Dataset content:
* * *

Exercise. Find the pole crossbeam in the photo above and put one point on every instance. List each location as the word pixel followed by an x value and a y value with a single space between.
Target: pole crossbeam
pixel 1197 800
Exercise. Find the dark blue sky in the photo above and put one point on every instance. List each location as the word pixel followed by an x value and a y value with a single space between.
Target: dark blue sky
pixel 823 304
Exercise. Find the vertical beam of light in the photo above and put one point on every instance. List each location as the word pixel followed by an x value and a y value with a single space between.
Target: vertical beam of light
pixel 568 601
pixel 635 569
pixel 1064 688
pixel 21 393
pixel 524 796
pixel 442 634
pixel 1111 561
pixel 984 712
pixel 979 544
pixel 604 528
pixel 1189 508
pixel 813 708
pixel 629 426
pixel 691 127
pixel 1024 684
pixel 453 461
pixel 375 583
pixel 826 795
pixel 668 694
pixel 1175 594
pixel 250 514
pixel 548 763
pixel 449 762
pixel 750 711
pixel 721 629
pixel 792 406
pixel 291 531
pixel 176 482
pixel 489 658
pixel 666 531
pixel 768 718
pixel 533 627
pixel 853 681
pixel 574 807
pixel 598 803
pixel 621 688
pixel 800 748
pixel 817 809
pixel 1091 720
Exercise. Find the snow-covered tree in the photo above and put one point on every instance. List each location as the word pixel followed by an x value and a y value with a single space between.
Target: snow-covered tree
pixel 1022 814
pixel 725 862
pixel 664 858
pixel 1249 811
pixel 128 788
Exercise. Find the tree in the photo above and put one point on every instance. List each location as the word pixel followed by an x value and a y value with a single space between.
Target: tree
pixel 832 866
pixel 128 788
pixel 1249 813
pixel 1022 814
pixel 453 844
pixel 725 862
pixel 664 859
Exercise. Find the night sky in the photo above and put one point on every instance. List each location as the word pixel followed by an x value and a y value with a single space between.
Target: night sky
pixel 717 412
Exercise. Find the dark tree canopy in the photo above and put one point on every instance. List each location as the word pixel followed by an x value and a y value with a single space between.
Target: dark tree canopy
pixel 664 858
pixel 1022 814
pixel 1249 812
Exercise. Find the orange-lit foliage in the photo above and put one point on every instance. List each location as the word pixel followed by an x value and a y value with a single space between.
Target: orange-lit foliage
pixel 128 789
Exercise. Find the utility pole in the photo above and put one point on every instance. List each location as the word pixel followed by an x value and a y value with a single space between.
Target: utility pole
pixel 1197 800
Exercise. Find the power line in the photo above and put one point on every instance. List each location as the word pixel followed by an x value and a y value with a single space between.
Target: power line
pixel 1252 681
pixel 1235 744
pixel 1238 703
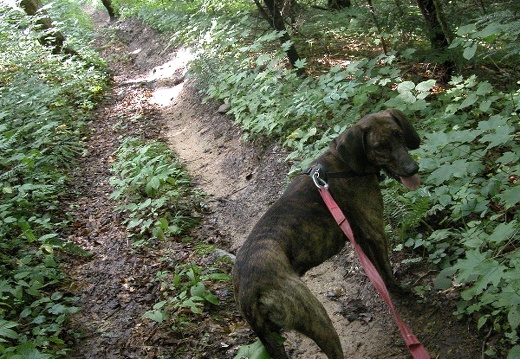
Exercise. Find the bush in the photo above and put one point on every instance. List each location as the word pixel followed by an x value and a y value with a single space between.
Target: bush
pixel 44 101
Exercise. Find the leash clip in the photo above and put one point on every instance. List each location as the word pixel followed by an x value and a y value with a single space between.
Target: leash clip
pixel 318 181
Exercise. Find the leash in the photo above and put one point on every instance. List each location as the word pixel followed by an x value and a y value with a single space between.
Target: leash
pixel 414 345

* * *

About this task: The entries above must be output exactly, with every image left out.

Task result:
Exercise. Find the pole crossbeam in the photo above and put one point on every instance. List each location as the word pixel followed by an x value and a y value with a single space between.
Target: pole crossbeam
pixel 1197 800
Exercise. Find the dark blue sky in the photo above and put one point on every instance. List each location as the word pixel followed by an x value and a y value with a single space between.
Target: dark blue sky
pixel 823 304
Exercise. Find the vertical beam of light in the photo above and put one point on every instance. List each location as the word pixel followed by an x value and a y value with a single space between.
Target: vertical beam of light
pixel 568 601
pixel 635 569
pixel 1064 688
pixel 21 393
pixel 524 796
pixel 442 634
pixel 1111 561
pixel 984 712
pixel 979 544
pixel 604 528
pixel 1189 508
pixel 813 708
pixel 629 426
pixel 691 127
pixel 1024 684
pixel 453 461
pixel 375 583
pixel 826 795
pixel 668 694
pixel 1175 594
pixel 250 514
pixel 548 763
pixel 449 762
pixel 750 711
pixel 721 629
pixel 792 406
pixel 291 531
pixel 176 482
pixel 489 658
pixel 666 531
pixel 768 718
pixel 533 627
pixel 853 681
pixel 574 807
pixel 598 803
pixel 621 688
pixel 800 748
pixel 817 809
pixel 1091 720
Exercise. Find the snow-covered tree in the photo above and put one point on every instance. List each location as the word pixel followed by an x value and a y value with a single space between.
Target: snow-covered tree
pixel 1022 814
pixel 725 862
pixel 664 858
pixel 1249 811
pixel 128 788
Exercise. Find the tree in the photo above and put one point on every instance. List each location as the word pixel followed by an x value and a y value with a single space between.
Target: tree
pixel 832 866
pixel 128 788
pixel 1249 813
pixel 1022 814
pixel 453 844
pixel 725 862
pixel 664 859
Exercise. Find the night sky in the photo above and put one point on every instance. List each location as the word pixel followed by an x value and a y value with a single space between.
Target: night sky
pixel 717 412
Exercise. Find the dark tree canopy in the photo above and put one point on every instance. List each location as the word pixel followed by an x value and a y value with a single space between.
Target: dark tree canopy
pixel 664 858
pixel 1022 814
pixel 1249 812
Exercise. Find the orange-lit foliage in the photo above and put one point on every instance. List each location as the word pixel followed by an x value and a y value with a single space between.
Target: orange-lit foliage
pixel 128 789
Exercise. Find the utility pole in the photo above and put one point on every instance. List each location as the word pixel followed by an x value and a y value with a single space between.
Target: utility pole
pixel 1197 800
Exercise. Find the power line in the photo above and put one point on every instance. List each location as the word pixel followed by an x value and a y value with a single space between.
Target: power line
pixel 1252 681
pixel 1235 744
pixel 1238 703
Exercise. Find the bush in the photo above and put one point on every instance. List each location as the word pixel followed by an x value and a y value with a single space between.
Target: bush
pixel 44 101
Exercise. Find the leash clip in the photo above and put one point on every instance. List each location as the word pixel followed by an x value and a y value with a single space between.
Target: leash clip
pixel 318 181
Exercise. Find the leash in the photo above and put one point on every instance. List each location as the word pixel followed by an x value and a y value with a single space between.
Target: leash
pixel 414 345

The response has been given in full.